* Instruction: Please locate every line of the data below that contains the string "target" and copy each one out in full. Treat uppercase and lowercase letters as different.

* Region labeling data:
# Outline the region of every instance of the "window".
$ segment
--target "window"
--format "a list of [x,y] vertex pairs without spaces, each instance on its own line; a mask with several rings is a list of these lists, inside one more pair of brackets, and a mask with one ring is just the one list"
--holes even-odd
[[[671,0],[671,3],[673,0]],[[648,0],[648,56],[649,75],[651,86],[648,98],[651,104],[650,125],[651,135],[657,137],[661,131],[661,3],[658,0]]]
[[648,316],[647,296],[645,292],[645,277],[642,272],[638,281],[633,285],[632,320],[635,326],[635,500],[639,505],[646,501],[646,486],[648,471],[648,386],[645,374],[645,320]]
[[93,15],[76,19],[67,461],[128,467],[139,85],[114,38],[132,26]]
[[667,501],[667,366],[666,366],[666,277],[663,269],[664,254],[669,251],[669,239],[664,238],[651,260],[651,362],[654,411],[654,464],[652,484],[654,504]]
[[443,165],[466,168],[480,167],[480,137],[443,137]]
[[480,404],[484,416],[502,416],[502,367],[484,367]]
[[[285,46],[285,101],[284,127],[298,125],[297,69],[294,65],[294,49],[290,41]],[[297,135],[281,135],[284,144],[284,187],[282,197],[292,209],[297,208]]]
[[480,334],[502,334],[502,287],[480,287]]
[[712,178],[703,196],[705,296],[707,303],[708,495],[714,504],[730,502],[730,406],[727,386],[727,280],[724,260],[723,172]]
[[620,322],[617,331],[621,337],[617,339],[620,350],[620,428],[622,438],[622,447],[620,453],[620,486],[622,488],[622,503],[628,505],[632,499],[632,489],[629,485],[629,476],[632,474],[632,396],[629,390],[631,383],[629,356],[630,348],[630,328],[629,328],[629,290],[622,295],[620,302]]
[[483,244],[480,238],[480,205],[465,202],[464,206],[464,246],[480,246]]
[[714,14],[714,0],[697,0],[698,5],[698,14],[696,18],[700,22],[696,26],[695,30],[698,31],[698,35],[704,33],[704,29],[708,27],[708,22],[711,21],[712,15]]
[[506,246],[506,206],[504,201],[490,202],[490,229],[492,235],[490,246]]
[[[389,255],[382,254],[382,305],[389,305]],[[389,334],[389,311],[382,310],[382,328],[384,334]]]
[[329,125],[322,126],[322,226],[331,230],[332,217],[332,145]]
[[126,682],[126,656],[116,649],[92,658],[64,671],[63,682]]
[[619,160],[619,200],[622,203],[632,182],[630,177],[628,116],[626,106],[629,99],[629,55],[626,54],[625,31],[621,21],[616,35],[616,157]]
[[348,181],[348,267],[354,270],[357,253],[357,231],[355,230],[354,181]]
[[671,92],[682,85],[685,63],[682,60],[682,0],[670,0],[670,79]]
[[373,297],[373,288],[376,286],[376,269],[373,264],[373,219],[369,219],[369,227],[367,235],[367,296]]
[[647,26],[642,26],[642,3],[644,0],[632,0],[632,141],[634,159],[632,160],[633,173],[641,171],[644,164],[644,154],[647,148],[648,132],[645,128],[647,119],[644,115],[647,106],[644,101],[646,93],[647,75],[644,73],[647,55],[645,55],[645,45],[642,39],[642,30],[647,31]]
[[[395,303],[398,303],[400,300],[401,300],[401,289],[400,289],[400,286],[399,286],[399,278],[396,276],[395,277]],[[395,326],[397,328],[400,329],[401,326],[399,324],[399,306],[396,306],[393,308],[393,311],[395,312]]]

--

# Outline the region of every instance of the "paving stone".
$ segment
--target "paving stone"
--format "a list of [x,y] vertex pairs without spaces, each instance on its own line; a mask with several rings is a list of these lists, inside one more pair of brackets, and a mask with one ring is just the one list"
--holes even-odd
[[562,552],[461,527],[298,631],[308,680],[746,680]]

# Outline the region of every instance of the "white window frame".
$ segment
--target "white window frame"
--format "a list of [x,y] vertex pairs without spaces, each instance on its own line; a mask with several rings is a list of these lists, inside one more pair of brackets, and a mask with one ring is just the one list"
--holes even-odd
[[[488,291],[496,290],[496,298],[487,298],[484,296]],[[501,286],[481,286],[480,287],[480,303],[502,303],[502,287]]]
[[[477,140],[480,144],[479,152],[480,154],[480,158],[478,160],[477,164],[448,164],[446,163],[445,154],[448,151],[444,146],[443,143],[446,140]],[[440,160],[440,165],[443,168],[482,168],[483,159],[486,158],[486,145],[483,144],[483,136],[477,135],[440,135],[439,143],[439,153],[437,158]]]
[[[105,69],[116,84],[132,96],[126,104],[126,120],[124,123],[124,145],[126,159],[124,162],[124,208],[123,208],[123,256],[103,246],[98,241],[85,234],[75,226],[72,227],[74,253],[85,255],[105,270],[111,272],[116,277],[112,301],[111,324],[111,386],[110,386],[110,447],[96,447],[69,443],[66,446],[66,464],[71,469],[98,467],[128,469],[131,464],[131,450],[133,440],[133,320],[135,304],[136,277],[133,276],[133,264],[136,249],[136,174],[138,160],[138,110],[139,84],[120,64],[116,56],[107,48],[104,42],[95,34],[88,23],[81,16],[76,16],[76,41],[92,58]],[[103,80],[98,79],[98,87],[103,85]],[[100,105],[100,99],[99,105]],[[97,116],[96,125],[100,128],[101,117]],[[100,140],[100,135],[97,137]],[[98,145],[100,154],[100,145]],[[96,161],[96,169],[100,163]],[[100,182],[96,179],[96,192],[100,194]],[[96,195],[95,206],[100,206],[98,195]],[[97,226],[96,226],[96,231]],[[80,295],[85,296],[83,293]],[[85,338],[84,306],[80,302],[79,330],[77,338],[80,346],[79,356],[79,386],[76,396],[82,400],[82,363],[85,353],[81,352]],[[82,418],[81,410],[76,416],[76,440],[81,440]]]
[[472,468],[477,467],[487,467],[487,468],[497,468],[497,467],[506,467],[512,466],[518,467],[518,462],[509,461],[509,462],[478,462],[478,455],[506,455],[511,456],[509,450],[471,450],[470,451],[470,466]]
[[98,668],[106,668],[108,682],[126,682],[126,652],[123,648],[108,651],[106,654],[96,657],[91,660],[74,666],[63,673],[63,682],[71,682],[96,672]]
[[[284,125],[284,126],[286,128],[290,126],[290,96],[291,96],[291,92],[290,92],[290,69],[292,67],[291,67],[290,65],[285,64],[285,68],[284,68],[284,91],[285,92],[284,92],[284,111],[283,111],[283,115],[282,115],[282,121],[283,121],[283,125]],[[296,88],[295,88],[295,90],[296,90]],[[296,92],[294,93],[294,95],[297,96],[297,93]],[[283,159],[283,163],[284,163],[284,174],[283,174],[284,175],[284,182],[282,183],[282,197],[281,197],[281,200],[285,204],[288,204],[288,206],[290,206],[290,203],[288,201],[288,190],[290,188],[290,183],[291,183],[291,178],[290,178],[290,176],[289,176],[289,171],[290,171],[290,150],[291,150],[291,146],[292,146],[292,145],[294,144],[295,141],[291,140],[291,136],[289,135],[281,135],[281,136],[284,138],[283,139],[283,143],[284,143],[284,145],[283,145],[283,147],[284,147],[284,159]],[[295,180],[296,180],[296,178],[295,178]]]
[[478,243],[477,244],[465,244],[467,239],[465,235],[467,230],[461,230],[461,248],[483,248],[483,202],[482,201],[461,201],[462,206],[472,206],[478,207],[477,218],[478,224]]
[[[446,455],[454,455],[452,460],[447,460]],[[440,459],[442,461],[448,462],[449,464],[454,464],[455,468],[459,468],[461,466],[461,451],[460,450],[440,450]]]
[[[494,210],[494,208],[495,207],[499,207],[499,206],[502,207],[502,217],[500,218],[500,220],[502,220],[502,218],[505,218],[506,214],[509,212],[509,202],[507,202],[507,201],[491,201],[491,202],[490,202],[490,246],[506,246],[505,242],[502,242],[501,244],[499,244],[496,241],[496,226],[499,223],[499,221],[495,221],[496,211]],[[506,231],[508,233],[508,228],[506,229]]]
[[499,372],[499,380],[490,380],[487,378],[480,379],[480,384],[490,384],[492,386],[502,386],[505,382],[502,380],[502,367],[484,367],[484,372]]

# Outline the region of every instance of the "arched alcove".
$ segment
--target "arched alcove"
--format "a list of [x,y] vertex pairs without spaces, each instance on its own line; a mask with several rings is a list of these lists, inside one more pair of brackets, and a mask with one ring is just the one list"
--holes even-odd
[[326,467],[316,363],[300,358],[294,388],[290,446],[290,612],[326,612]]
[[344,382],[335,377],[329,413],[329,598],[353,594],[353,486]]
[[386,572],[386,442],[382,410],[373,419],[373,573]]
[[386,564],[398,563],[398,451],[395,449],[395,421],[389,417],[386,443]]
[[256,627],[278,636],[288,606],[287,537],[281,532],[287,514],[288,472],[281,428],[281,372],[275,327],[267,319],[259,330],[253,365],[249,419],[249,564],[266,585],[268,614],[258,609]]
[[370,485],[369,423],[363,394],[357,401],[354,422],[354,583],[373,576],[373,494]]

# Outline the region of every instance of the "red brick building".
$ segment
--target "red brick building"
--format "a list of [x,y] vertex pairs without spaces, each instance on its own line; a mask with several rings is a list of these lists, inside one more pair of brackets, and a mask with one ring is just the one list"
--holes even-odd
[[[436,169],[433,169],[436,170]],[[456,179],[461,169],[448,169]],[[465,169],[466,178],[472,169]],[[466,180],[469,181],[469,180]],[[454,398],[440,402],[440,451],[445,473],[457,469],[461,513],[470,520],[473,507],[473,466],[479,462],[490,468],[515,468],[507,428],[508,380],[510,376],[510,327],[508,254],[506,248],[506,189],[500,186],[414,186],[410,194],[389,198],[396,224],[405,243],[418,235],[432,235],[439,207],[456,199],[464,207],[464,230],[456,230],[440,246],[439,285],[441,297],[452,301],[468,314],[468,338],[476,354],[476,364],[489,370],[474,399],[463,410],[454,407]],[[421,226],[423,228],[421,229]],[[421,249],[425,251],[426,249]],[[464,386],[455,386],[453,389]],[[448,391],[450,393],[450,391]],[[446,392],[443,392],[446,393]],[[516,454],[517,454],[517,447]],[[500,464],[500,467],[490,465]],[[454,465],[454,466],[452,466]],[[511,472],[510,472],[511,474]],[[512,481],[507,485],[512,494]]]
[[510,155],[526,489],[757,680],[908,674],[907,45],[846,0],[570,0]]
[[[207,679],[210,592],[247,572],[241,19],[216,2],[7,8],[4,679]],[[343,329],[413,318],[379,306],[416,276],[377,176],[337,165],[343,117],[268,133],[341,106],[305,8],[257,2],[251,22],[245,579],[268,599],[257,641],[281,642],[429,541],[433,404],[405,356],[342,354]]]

* Exercise output:
--target "window"
--target "paving stone"
--target "white window frame"
--target "arched alcove"
--target "red brick building"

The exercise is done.